**Exercise requirements:**
**1.** Translate this sentence from the profile of the young Montana skier Parkin into Spanish: "Parkin says his dad is his biggest influence in skiing, and from an early age, Pete instilled a sense of backcountry wisdom into his sons."
**2.** In the profile of the young Montana skier Parkin, why does Parkin give his dad the credit for bringing him up in the backcountry? Answer in one to three sentences.
**3.** Proceed with the profile of the young Montana skier Parkin, picking up after its last paragraph.

**Source extract:**
Words: Max Ritter 2023-09-15 11:03:33

Parkin holding still for just a second, a rarity for the young Montanan with an affinity for the throttle. Photo: Jonathan Finch
It had the makings of a dream come true for the 23-year-old Montanan, who was raised watching the two big mountain superstars. Still, Alaska is never a sure bet. Skiing big mountain lines in the Last Frontier has always been about playing the long game and this year would be no exception. An extended dry period, intense warming, massive avalanches and a stout surface crust gave way to two weeks of clouds and heavy snowfall, none of which created confidence-inspiring conditions.
If Parkin wanted to make an impression during his dream trip, he knew his window was going to be small. But, always the tactician, Parkin also knew that TGR had opened a rare door, and he was ready to find out exactly what lay on the other side.
Born into a family of self-proclaimed ski bums, Parkin grew up in the small mountain community of Whitefish, MT. His parents Pete and Linda met as ski instructors at Mammoth, cementing their dedication to mountain-town living when they moved to Montana to start a family. Today, the Costains live and breathe mountain sports, owning and operating a successful mountain bike trail-building company and running a private bike park on Flathead Lake. They had Parkin and his younger brother Ladd on skis when each were 2 years old, and mountain bikes and snowmobiles followed shortly thereafter.
Parkin says his dad is his biggest influence in skiing, and from an early age, Pete instilled a sense of backcountry wisdom into his sons. That came with lots of early mornings walking uphill and careful observation of the terrain alongside the skintrack. “My dad gets all the credit for bringing me up in the backcountry,” Parkin says. “He was the one who taught me how to visualize skiing something and, more importantly, learn how to back off and say, ‘I’m gonna ski another day.’”

**Listed records:**
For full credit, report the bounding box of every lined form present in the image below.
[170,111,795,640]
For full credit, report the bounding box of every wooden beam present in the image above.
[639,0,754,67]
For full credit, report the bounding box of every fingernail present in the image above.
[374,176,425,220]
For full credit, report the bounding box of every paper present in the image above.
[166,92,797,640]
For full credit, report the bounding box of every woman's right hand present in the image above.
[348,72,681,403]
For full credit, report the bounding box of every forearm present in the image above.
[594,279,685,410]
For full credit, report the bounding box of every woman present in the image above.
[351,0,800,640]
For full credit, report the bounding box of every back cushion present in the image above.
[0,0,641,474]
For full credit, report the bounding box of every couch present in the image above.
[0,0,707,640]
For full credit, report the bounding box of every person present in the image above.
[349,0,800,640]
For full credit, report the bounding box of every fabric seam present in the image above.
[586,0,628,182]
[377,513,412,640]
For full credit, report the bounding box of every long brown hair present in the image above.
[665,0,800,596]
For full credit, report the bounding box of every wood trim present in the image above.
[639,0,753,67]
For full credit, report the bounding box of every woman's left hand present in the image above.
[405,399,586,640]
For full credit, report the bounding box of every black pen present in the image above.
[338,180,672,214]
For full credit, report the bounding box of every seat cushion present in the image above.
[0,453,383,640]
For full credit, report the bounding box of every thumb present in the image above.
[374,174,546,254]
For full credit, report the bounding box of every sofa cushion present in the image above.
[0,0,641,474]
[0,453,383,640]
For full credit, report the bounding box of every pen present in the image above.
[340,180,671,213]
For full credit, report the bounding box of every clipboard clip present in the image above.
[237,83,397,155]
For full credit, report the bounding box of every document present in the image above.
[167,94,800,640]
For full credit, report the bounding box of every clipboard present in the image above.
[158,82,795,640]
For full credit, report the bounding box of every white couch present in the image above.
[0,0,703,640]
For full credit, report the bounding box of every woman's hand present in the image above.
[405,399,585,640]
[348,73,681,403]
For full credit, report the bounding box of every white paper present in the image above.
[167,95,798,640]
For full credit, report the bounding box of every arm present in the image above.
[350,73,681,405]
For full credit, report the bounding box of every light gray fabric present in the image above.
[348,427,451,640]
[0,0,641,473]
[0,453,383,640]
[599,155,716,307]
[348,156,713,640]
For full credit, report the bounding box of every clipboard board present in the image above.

**Exercise results:**
**1.** Parkin dice que su papá es su mayor influencia en el esquí y, desde una edad temprana, Pete inculcó en sus hijos un sentido de sabiduría para moverse fuera de pista.

**2.** His dad taught him how to visualize skiing something. More importantly, he taught him to back off and say, "I'm gonna ski another day."

**3.**
Cleancut with stylish blond hair, Parkin looks more prep than frontier-bred outdoorsman. His friendly, curious, yet calculated demeanor shines through the minute you meet him, and his initial impression makes him seem much older than his 23 years. Even though his skiing shone from a young age, he still approaches the mountains like a student, exploring possibilities and experimenting, while taking in everything he can from those around him.
Pete, in his own way, has provided a bit of a reluctant blueprint for his oldest son. Pete never settled for the 9-to-5, finding work not only as a trail-builder but also holding down gigs as a traveling ski journalist, dirt-hauling company owner, gourmet food salesman and nighttime resort groomer. All of it, he says, was to get more time on snow. Much of that time was spent with a young Parkin, and the parallels between them are hard to ignore.
In fact, Pete’s drive to ski above all else was ingrained into his son. Parkin’s voice never wavers when he says that by the time he was in middle school he knew he wanted to be a pro skier. Still he recognized the inherent challenges involved, that very few truly “make it” in the sport. He also knew that if he was going to reach the biggest stage in today’s changing ski world, his dad’s recipe was a good start, but he’d need to find his own path.
Flying out of the base of the Knik Glacier near Palmer, at the northern end of Alaska’s Chugach Mountains, the TGR team was right in the heart of some of the biggest terrain in North America. Sage, Mac, Parkin and his childhood friend and slopestyle superstar Maggie Voisin spent the first few days scouting from the heli and getting their feet under them on warm-up lines, but an extended unfavorable weather pattern left the mountains inaccessible. Many of the zones they wanted to film featured fluted spines glued precariously to vertical rock slabs, the kind of terrain that requires ideal conditions.
Sage knew the scouting process was all about patience, taking in the terrain as his body and mind got used to the game again. It had been five years since his last trip to Alaska, and he admitted that fear and doubt were weighing more heavily than they had during his younger days. Knowing that Alaska’s year had been rough even before they arrived, Parkin was also concerned. “I’m no expert yet, but I can tell you that having clouds in Alaska for two weeks straight is definitely concerning,” he says.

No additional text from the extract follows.